* [REQUIREMENT] Report the count, and only the count, of lines in the records that include the word "window".

* [DATA IN THIS EXERCISE]
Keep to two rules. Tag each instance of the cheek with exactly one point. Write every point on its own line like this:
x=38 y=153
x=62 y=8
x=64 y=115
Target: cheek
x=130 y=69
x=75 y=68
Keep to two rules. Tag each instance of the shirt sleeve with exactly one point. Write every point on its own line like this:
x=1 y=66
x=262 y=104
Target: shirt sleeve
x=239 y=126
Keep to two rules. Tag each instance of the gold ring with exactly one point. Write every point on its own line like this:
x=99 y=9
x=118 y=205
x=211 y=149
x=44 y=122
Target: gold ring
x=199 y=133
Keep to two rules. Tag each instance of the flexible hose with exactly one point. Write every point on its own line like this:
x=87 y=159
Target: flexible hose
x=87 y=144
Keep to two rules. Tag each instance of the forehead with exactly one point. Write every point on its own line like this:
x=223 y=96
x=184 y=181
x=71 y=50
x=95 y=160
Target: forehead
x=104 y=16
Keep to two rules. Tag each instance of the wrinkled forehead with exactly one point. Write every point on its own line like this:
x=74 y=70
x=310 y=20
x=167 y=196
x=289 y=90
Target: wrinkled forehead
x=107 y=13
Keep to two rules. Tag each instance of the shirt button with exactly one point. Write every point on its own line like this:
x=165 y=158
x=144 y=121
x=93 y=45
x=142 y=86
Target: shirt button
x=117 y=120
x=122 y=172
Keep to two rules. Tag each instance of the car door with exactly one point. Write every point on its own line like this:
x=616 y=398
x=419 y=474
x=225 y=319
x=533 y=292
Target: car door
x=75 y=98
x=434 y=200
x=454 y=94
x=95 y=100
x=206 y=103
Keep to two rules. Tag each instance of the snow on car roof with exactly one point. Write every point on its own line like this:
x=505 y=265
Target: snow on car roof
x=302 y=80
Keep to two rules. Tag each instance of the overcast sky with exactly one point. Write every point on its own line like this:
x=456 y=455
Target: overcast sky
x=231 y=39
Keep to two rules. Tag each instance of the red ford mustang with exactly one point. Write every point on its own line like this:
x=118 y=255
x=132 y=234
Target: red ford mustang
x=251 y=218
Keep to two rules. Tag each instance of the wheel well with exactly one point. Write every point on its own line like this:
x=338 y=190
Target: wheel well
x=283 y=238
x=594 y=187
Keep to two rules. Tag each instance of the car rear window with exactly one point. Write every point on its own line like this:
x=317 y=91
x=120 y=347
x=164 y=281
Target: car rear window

* [OUTPUT] 2